• **Supplied records**
=== Begin Enclosure ===
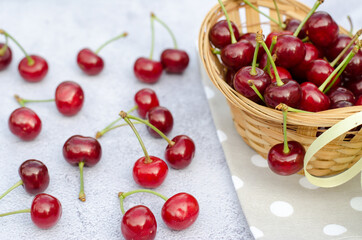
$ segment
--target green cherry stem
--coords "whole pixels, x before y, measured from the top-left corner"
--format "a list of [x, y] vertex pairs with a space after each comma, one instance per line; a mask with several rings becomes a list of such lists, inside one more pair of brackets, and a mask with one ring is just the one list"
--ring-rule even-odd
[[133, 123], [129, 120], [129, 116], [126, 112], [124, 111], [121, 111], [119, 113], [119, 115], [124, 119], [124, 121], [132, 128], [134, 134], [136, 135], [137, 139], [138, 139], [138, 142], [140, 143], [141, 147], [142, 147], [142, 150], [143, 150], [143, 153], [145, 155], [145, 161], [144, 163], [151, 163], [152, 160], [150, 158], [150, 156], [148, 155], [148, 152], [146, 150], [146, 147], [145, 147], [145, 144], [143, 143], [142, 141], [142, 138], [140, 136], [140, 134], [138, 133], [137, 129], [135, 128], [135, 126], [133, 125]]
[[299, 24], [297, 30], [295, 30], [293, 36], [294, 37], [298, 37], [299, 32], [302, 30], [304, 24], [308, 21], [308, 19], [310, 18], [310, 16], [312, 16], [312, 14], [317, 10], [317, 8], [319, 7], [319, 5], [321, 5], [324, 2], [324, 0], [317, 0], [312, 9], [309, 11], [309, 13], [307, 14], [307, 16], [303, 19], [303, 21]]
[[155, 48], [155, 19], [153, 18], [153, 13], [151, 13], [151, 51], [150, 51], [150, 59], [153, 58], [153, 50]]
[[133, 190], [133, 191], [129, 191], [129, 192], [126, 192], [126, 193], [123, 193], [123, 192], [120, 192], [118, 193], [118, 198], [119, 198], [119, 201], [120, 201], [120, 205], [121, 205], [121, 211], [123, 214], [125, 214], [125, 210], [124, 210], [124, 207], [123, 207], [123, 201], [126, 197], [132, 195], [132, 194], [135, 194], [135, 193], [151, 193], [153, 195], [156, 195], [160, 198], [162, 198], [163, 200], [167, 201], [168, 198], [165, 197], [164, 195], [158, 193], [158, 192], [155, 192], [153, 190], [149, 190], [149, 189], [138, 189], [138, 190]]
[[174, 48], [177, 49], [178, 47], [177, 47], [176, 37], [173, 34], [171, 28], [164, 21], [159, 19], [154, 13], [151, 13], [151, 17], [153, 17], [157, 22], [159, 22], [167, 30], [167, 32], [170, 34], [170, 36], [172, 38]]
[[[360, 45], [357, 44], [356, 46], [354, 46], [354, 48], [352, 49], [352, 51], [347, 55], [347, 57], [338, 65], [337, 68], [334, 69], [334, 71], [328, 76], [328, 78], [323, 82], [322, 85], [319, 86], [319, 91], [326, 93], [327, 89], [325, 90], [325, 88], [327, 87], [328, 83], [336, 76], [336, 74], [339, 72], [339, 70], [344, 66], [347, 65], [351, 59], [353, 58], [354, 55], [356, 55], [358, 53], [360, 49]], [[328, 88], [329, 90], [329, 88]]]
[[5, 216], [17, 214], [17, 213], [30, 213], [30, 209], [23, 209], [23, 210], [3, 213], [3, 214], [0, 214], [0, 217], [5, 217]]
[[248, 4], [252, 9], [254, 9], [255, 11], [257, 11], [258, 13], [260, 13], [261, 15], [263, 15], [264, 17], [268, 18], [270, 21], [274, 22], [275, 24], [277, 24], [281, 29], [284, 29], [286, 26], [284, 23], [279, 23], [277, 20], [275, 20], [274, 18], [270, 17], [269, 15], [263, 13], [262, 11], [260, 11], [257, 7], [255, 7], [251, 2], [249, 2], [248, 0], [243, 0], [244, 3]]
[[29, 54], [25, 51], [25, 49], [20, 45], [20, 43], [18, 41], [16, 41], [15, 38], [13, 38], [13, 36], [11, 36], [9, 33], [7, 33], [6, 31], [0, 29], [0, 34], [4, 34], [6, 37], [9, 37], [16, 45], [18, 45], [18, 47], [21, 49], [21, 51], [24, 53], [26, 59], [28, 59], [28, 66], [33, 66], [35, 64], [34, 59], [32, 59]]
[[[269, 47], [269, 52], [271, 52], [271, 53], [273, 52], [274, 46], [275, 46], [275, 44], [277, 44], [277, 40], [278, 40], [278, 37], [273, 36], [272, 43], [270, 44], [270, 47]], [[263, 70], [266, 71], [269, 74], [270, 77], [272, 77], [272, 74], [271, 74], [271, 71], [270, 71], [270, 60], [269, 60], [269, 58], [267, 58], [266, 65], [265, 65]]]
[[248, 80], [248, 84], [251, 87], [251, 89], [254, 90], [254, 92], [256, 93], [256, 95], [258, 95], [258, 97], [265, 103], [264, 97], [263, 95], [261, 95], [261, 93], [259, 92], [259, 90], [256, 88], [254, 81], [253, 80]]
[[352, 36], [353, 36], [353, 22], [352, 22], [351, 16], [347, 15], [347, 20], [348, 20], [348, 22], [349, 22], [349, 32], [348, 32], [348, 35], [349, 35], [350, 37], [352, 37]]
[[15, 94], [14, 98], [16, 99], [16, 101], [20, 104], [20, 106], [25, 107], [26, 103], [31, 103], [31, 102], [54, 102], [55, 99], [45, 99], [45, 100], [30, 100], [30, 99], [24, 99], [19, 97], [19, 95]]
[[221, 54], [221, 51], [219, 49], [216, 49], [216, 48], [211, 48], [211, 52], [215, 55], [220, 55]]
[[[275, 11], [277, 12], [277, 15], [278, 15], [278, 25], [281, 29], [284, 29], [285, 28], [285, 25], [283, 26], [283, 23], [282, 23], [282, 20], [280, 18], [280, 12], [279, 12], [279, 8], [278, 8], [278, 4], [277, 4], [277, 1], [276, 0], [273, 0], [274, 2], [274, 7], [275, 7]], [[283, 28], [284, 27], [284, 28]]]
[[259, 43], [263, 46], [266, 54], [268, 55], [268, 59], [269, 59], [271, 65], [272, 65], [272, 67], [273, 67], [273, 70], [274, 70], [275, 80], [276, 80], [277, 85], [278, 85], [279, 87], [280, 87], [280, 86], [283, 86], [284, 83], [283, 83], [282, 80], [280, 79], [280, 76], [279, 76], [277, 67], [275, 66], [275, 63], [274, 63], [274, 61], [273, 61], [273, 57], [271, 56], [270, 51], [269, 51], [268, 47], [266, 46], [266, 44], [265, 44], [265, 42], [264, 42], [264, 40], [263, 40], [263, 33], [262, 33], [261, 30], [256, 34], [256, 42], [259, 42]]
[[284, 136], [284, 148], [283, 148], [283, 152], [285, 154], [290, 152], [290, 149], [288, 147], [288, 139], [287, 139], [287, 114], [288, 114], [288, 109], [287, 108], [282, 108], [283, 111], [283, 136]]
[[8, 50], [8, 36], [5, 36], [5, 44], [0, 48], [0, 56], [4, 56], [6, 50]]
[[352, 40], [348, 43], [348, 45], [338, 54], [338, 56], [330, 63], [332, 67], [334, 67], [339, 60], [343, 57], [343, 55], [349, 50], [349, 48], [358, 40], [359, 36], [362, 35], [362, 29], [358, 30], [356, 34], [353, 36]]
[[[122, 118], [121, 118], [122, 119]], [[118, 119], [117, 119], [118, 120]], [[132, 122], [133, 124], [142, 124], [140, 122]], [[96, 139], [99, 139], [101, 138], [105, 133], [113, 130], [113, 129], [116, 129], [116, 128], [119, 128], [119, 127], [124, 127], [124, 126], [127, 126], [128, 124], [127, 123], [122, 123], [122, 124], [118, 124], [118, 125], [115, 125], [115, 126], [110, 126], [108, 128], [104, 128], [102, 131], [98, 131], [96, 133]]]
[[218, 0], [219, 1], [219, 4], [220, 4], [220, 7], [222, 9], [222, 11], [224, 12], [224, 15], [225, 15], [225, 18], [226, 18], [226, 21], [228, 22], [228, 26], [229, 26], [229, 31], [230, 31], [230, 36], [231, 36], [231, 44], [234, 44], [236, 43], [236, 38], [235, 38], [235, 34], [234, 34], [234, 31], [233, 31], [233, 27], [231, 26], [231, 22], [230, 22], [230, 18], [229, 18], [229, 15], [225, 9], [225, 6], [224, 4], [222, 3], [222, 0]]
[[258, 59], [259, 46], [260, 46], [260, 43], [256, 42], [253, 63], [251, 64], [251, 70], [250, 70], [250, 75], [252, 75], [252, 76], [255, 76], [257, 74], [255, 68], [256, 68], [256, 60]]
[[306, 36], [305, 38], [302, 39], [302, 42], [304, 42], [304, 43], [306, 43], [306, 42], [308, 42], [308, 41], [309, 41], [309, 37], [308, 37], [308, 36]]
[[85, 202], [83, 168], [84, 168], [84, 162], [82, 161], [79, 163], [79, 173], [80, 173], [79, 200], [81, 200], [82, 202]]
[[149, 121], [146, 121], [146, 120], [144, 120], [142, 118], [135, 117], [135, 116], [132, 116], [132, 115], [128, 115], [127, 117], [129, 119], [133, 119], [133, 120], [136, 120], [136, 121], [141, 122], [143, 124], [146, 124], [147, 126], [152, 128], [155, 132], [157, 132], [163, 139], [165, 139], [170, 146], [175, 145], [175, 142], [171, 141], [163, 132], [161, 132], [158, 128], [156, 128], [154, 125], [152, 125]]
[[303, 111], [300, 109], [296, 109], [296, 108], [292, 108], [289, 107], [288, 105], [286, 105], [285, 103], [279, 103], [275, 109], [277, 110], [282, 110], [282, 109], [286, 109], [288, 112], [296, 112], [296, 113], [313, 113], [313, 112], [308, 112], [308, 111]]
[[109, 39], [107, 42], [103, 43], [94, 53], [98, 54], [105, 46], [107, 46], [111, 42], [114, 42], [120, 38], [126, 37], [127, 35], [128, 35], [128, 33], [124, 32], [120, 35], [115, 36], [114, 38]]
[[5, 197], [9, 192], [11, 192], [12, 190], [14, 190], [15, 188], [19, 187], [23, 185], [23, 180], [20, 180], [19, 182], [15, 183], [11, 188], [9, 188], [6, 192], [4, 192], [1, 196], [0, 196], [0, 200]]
=== End Enclosure ===
• **Problem description**
Could you return all lines from the records that include the word "ring"?

• **Result of this task**
--format "a list of [x, y] vertex pairs with a space after each comma, one instance per line; a mask with several rings becomes a list of such lists, inside one more pair of brackets, and a mask with one ring is just the one list"
--ring-rule even-odd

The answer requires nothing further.